**PROMPT:** Write down every entry once more, exactly as it reads.

**EXERCISE DATA:**
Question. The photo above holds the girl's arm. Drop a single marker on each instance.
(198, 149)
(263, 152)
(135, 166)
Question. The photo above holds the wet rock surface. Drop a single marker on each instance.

**FINISHED EXERCISE:**
Question. The photo above holds the girl's arm. Drop a single marker on each instance.
(198, 149)
(263, 152)
(135, 166)
Question. The photo above holds the wet rock surface. Drop a single marker on each instance.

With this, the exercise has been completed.